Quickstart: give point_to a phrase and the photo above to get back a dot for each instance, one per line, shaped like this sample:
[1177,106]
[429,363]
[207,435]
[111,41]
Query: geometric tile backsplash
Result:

· · · · · · ·

== EXERCISE DESCRIPTION ==
Write the listing out again so that nothing in it differs from the original.

== ANSWER ==
Quickstart: give point_to a phrase and the photo above to get back a dot for each instance, one per line, shaped like this sample:
[1177,106]
[429,363]
[207,435]
[111,41]
Query: geometric tile backsplash
Result:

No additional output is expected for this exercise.